* Goal *
Write out the lines exactly as they appear, from the line containing "[point] sky (one" up to and including the final line.

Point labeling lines
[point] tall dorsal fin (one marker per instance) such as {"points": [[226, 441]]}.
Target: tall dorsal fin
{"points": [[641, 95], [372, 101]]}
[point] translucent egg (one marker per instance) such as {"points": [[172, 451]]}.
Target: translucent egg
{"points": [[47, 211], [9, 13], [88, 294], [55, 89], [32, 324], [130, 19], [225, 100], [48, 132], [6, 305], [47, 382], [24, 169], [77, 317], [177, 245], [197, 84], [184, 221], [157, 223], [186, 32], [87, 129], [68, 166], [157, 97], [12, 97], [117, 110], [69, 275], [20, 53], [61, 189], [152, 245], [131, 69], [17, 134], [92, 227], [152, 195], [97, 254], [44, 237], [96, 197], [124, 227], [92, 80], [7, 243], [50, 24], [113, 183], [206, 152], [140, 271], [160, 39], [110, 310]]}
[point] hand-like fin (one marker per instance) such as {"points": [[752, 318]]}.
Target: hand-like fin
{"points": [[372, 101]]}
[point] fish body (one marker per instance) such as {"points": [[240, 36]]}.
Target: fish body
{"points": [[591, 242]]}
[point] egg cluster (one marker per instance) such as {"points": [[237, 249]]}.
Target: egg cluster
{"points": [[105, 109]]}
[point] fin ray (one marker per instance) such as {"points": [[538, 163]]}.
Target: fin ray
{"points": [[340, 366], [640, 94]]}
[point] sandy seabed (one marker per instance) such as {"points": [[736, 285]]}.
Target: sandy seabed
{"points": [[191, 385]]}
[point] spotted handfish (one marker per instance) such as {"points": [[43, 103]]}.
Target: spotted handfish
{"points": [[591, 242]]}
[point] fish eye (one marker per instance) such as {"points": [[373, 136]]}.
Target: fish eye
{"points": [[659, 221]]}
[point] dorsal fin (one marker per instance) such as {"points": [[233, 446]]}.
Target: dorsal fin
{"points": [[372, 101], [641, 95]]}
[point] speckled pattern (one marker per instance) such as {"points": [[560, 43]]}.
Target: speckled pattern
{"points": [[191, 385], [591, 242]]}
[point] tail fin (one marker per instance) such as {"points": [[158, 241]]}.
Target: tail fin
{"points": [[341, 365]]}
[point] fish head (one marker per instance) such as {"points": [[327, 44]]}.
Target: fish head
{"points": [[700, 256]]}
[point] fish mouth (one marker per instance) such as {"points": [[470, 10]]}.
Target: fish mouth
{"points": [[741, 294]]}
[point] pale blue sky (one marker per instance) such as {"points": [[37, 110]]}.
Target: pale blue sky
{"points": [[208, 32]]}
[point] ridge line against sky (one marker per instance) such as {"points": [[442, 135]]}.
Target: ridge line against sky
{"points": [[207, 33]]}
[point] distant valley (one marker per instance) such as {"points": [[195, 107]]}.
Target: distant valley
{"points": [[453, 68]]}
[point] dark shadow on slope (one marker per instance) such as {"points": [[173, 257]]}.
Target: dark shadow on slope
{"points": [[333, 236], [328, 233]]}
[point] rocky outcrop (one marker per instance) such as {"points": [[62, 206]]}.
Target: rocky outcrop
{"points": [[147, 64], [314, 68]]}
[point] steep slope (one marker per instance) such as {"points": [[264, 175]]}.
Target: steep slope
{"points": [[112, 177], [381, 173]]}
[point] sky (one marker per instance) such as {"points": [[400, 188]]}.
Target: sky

* Output *
[point] sky (one marker per instance) such as {"points": [[400, 188]]}.
Target: sky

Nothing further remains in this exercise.